THE PROBLEM:
Your output should be the line with "fish white stripe" and all following lines of the data below, through the end, repeated exactly.

MATERIAL FOR THIS TASK:
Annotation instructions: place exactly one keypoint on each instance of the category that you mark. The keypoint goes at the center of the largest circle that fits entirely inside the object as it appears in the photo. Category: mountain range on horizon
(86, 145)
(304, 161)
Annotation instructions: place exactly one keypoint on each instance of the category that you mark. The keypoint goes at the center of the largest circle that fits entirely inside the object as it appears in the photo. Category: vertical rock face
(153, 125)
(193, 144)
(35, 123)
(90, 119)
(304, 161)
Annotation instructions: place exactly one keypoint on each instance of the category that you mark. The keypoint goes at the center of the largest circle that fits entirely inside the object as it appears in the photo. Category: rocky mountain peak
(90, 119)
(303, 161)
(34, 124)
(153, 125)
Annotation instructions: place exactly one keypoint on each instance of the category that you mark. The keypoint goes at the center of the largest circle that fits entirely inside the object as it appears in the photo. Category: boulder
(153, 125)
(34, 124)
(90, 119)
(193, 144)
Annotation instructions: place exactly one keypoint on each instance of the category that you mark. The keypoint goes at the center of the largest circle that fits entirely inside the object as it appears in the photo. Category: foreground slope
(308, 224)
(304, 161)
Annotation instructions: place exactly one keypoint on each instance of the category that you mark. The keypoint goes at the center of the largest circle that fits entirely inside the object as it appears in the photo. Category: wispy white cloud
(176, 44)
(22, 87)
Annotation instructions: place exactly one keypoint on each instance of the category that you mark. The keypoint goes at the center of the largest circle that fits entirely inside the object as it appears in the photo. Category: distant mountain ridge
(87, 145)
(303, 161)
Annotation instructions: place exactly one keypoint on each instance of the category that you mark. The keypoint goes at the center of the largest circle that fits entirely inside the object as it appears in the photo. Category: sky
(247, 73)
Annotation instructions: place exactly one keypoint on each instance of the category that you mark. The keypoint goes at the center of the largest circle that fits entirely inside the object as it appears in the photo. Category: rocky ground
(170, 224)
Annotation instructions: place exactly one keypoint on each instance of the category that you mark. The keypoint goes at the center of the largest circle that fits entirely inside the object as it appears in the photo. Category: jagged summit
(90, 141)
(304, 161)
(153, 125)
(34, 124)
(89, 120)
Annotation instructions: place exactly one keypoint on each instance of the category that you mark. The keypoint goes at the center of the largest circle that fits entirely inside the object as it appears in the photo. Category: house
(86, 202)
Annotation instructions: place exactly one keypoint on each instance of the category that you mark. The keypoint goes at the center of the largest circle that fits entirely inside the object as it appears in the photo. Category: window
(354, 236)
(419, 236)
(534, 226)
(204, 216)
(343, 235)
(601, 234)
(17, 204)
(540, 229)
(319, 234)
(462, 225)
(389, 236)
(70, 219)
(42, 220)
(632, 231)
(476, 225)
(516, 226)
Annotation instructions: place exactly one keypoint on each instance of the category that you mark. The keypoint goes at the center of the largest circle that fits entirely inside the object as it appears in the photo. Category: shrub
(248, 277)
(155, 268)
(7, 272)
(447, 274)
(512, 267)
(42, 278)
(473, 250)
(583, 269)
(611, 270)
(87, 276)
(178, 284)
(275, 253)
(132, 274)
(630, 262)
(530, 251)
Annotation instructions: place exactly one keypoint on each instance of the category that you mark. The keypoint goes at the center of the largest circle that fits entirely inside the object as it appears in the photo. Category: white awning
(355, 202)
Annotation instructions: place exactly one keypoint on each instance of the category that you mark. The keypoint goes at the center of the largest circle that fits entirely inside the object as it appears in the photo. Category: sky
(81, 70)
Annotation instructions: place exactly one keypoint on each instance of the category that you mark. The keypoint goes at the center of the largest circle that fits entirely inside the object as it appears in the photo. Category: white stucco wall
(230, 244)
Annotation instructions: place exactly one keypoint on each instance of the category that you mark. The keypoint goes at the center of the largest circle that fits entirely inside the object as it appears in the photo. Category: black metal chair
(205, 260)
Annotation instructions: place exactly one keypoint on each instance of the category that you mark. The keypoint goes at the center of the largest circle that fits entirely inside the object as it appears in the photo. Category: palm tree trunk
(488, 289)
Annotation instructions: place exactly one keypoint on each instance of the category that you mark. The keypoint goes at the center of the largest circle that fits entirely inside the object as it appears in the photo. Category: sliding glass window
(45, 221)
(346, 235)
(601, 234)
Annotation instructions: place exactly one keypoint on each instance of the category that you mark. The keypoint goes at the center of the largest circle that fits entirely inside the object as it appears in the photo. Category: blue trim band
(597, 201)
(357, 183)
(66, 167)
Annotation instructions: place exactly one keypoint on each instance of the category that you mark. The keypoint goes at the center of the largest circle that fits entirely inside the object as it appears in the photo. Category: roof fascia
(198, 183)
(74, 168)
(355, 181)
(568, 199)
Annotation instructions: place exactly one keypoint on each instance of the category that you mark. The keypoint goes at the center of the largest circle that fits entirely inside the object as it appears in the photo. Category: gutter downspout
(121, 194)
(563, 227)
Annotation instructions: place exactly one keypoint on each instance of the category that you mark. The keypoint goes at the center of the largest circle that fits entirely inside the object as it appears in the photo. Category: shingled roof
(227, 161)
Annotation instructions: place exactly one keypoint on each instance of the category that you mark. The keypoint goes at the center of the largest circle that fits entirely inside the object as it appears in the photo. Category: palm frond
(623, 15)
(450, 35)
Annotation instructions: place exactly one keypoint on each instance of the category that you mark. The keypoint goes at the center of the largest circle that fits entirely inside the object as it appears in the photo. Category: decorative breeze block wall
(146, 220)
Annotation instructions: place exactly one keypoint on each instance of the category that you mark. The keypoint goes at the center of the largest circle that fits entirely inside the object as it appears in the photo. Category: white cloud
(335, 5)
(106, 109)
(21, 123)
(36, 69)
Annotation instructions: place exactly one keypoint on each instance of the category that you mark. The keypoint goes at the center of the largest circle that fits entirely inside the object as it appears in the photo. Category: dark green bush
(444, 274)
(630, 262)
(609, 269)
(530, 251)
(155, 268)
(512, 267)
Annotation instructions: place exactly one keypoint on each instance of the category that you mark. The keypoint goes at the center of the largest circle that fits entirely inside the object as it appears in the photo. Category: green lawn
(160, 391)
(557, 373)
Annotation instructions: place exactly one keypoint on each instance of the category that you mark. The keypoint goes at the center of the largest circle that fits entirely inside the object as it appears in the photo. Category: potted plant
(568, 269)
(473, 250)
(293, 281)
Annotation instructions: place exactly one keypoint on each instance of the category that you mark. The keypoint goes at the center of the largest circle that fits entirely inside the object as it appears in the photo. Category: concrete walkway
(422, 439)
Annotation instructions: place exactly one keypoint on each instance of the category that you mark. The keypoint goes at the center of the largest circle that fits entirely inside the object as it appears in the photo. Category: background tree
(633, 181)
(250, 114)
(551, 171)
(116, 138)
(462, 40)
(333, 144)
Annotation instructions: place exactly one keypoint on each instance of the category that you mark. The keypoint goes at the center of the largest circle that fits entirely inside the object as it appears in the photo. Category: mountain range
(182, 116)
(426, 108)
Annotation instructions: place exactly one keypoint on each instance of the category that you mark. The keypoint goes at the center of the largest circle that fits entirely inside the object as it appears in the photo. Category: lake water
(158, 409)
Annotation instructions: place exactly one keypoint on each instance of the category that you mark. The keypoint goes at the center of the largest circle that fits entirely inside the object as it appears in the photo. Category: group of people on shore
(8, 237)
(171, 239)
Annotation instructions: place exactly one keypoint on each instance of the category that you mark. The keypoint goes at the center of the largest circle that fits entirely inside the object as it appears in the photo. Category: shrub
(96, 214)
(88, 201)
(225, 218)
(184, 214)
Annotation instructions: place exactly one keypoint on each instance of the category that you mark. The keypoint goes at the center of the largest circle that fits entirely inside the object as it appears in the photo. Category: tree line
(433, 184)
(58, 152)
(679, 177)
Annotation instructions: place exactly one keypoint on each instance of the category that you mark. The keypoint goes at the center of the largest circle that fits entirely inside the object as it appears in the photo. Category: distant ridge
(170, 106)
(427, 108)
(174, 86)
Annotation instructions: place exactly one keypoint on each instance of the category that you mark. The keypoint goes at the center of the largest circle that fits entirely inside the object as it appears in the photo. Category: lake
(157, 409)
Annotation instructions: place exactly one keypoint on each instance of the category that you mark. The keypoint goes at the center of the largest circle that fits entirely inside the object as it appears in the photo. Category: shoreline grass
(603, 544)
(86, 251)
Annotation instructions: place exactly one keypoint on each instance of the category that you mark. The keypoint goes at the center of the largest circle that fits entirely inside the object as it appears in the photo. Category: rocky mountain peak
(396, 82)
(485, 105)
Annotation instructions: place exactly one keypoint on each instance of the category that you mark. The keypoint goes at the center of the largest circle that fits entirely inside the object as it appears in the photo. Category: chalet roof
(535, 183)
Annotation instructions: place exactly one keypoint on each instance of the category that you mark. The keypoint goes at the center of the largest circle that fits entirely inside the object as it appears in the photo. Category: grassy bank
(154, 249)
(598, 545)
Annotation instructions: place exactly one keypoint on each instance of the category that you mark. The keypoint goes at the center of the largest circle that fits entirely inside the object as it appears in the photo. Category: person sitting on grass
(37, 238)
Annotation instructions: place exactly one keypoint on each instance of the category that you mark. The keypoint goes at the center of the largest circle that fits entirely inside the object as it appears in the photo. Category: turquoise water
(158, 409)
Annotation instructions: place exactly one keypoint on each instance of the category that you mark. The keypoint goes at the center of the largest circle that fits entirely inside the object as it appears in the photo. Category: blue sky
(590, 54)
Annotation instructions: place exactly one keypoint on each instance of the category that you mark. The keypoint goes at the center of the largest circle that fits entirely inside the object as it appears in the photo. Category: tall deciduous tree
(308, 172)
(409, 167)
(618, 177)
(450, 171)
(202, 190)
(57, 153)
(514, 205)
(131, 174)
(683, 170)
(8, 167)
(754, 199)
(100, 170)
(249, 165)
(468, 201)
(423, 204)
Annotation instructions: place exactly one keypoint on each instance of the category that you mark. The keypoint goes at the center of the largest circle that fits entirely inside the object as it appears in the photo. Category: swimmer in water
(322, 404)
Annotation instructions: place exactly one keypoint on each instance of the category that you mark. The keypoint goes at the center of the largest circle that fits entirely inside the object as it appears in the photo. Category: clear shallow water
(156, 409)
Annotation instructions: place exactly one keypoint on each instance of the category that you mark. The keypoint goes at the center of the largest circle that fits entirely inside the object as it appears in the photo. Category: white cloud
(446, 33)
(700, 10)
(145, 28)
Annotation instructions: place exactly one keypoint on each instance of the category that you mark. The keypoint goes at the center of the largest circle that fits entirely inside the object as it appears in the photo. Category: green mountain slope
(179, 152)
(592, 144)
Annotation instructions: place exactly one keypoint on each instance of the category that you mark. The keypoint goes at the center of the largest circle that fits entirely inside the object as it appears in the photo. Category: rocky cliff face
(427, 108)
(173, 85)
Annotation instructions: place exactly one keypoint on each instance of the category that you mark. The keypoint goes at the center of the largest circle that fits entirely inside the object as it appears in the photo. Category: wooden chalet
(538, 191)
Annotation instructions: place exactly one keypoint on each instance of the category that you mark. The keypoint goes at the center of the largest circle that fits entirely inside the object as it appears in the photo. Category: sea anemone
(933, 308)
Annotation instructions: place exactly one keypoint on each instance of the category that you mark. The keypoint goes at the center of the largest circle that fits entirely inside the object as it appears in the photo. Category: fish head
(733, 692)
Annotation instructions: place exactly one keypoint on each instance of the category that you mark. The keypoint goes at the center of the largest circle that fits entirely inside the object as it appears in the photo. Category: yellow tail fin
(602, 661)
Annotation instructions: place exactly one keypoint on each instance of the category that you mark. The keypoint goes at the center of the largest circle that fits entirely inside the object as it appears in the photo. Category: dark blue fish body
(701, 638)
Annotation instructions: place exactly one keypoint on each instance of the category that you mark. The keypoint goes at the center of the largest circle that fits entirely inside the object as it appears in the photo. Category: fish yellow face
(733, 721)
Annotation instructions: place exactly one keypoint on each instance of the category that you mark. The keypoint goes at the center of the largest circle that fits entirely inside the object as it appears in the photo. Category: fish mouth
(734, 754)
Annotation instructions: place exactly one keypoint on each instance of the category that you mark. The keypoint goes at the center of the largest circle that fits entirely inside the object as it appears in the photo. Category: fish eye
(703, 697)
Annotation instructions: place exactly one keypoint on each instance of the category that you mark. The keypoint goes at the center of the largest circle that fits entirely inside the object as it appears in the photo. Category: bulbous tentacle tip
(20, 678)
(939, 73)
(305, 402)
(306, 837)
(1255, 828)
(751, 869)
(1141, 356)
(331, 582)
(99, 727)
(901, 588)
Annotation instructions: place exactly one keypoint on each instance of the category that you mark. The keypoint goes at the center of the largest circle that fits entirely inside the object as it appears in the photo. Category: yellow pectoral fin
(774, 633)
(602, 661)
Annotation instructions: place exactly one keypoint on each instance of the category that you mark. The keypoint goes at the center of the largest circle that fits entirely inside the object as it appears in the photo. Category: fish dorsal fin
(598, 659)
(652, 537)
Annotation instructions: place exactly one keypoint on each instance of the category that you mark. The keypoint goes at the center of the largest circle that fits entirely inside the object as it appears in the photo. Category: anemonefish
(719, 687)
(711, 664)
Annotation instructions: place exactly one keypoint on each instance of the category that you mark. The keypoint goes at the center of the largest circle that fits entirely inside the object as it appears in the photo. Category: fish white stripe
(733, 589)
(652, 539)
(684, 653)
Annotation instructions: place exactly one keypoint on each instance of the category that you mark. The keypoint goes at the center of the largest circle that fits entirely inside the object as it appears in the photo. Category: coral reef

EXERCISE RESPONSE:
Annotation instructions: place exactly one keypoint on each instance of the category that you mark. The keypoint goes at the center of the largest circle that fits entirely inside the object as it appears in the photo. Category: fish white stripe
(733, 589)
(652, 539)
(684, 653)
Annotation instructions: place exactly one keypoint on each instance of the category that you mark. The keypoint goes at the center of the largest circle that fits entirely inside the object as it appears in the photo. Category: coral reef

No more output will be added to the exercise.